Find every line in the rows below that contains the word "fence" and copy each of those lines.

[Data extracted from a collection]
....
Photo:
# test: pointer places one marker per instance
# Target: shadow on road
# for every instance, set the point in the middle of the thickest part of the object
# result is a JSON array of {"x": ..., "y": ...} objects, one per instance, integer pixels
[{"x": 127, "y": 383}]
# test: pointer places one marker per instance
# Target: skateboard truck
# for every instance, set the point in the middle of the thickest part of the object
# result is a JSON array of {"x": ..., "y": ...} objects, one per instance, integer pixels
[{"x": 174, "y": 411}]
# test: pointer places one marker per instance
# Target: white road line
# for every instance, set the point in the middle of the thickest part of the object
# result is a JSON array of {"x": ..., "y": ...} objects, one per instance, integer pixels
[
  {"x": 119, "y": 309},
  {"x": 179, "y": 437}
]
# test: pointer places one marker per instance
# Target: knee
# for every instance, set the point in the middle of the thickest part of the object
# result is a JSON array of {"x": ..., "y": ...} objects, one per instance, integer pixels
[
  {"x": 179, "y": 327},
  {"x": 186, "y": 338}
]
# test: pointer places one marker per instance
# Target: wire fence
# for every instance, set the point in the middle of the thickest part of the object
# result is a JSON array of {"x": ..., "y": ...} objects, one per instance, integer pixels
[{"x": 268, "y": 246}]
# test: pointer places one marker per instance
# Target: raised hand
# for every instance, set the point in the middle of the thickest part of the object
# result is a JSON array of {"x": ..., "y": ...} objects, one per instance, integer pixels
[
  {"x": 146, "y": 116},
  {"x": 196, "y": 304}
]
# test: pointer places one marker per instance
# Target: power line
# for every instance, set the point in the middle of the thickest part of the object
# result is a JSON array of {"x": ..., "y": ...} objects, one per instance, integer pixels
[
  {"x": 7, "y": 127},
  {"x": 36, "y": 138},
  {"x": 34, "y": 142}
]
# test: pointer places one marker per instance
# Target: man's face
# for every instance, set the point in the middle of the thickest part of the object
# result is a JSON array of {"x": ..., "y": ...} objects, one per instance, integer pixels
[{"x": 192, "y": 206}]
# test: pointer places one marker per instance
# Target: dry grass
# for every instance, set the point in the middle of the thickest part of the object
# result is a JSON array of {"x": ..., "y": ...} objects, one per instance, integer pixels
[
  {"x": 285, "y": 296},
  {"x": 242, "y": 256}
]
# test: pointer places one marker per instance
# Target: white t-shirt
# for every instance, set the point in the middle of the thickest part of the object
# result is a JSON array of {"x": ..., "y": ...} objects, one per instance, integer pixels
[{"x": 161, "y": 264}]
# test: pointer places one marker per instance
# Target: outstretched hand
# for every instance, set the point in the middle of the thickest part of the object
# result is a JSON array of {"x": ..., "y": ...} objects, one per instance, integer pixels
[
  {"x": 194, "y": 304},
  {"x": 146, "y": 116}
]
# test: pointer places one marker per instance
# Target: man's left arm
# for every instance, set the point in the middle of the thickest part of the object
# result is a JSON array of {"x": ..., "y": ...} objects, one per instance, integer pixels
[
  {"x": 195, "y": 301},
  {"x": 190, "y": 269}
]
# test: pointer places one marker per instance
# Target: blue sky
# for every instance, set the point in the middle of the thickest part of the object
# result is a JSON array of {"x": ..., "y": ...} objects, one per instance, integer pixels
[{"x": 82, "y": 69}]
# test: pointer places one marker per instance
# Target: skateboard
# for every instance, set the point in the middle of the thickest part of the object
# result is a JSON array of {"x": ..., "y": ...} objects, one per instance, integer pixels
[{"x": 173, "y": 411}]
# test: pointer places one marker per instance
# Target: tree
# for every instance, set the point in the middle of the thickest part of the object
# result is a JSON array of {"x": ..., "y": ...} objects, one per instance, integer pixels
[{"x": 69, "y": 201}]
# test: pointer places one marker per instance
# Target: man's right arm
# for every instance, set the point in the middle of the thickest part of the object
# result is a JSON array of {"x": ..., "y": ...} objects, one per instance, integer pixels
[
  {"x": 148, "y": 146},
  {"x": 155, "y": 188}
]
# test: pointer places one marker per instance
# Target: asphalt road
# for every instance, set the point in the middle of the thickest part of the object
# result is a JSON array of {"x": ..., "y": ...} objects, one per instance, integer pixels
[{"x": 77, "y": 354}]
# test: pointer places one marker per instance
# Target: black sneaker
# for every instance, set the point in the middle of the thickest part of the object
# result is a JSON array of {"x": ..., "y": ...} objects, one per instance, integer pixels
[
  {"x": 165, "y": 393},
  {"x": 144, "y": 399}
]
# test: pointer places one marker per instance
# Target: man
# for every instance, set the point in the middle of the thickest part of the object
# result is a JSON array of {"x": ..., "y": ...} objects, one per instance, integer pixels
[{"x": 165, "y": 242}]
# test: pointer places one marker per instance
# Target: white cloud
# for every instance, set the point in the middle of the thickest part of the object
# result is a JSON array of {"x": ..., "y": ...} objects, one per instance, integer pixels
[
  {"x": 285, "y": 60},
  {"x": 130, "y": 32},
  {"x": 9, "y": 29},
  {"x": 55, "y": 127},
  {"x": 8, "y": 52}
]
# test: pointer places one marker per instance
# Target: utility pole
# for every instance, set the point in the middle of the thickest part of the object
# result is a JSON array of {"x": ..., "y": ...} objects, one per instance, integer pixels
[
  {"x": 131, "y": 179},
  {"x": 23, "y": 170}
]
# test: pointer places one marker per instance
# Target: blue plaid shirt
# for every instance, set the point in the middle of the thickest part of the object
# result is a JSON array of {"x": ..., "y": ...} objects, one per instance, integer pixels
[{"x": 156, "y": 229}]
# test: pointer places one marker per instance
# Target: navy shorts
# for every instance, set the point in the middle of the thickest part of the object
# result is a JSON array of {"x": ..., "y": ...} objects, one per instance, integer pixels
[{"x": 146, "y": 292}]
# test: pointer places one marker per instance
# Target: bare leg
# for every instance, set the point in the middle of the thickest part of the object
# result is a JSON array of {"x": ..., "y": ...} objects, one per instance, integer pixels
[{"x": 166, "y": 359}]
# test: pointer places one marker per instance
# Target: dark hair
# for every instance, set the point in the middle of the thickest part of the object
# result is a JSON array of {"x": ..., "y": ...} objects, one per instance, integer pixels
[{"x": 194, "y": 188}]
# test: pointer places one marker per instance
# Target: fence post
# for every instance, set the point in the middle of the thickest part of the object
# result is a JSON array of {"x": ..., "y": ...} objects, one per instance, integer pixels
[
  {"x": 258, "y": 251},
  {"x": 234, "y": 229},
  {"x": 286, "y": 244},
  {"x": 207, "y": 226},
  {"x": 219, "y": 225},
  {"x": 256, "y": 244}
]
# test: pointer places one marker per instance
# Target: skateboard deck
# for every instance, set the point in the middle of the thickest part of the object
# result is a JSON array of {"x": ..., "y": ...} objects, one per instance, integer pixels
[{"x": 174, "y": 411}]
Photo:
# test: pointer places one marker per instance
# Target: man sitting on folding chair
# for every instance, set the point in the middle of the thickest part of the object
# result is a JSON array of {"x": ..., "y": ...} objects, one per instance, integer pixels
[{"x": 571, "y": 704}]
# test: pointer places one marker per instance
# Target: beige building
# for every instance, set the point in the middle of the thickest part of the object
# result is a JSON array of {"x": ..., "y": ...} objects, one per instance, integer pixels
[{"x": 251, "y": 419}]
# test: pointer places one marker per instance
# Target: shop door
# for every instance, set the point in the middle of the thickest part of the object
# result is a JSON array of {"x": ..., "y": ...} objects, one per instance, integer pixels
....
■ TASK OUTPUT
# Target: wire fence
# Target: fence post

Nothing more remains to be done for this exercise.